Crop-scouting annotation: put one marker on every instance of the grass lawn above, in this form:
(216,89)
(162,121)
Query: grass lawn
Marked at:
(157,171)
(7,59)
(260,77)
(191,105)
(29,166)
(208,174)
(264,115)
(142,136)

-*-

__What you should do__.
Repeat the listing above without any change.

__Complete response__.
Crop-scouting annotation: put one marker on every instance of the grass lawn above, in this form:
(216,89)
(162,121)
Query: grass lawn
Marked at:
(157,171)
(7,59)
(260,77)
(191,105)
(29,166)
(208,174)
(264,115)
(142,136)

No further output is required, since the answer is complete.